* **REQUIREMENT**: Rescale and reproduce the listing below from the line containing "Mark each instance of the rocky" down to the end of the listing, requests included: multiply each answer's pixel coordinates by 0.75 and round to whole numbers (halves up), leaving the requests and their sample coordinates unchanged. Leave the pictures out of your answer.

Excerpts from point annotation data:
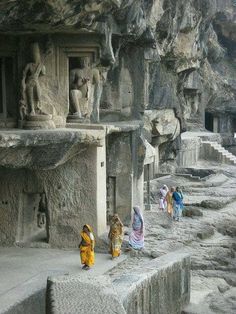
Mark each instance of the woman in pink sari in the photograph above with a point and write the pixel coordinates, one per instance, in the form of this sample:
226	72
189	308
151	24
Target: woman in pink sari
136	238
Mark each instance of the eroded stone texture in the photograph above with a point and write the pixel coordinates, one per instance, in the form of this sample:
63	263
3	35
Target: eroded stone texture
161	287
72	294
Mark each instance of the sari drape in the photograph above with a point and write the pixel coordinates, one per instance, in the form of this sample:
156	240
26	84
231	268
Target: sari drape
116	235
136	238
87	247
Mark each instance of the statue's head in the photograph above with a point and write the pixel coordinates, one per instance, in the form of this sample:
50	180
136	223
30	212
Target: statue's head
35	52
84	62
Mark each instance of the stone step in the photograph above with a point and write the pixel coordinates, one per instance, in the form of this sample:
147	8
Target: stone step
221	154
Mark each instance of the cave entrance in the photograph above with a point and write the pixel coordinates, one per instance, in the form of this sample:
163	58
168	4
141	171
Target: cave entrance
33	223
209	121
111	197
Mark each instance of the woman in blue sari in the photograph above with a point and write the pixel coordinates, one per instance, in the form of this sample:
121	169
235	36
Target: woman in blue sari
136	238
178	204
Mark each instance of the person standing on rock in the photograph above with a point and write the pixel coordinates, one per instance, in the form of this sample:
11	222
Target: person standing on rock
136	238
86	247
163	192
115	236
178	204
169	200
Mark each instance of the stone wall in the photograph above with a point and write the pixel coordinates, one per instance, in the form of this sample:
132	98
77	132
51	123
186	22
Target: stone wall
72	179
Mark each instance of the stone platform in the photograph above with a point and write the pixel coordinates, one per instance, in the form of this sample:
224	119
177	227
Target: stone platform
24	273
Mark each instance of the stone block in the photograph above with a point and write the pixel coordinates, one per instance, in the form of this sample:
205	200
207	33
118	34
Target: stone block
80	294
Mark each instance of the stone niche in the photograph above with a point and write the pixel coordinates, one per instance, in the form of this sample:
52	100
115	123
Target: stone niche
8	83
123	92
119	176
35	85
51	186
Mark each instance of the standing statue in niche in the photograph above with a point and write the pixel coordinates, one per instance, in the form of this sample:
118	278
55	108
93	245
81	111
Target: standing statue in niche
31	92
32	116
85	91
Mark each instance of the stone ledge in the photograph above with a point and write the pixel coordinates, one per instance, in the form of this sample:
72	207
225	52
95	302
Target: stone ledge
162	286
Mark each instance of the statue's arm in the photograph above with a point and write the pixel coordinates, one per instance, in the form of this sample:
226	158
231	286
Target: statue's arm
96	76
25	71
43	70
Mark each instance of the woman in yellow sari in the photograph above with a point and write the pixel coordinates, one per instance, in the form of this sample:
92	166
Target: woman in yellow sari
87	247
115	235
169	199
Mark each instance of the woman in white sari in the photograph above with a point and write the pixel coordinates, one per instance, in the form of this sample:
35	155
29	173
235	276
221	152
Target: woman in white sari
163	192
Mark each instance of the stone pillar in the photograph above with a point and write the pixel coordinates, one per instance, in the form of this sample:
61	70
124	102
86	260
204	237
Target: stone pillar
101	188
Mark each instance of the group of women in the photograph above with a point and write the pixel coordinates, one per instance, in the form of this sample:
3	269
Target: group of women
172	201
116	235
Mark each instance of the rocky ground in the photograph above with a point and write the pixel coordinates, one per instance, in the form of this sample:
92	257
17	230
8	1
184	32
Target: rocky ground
208	233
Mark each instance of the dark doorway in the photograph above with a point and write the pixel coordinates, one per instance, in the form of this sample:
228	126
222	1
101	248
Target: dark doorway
8	108
33	223
209	121
111	197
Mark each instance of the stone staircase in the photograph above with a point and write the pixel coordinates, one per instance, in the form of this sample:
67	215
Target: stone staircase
215	151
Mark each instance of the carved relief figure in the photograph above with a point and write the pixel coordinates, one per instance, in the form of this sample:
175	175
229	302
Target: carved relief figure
84	82
31	92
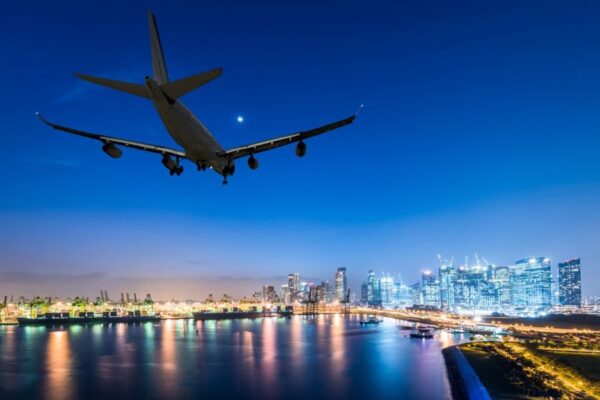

* **SOLUTION**:
Mark each instance of the rocky ground in the photograph above with a point and write the pixel coordinates, one per instance, in the form of this sample:
92	257
17	230
8	1
184	32
Target: rocky ground
156	175
Mark each instance of the dark doorway in the photograph above with a point and write the pixel coordinates, one per instance, in the form of this sample:
228	126
222	1
101	248
Target: dark doorway
6	81
25	167
157	91
83	148
Mark each instance of the stone staircase in the photograph above with a point and write the pixel coordinates, one per instance, in the form of this sample:
67	215
Target: stone staircase
161	113
Mark each instance of the carved relief figure in the photograph above with a point and write the pixel coordinates, one per instance, in the form of this sample:
175	175
229	302
Target: carved relief figure
63	62
23	69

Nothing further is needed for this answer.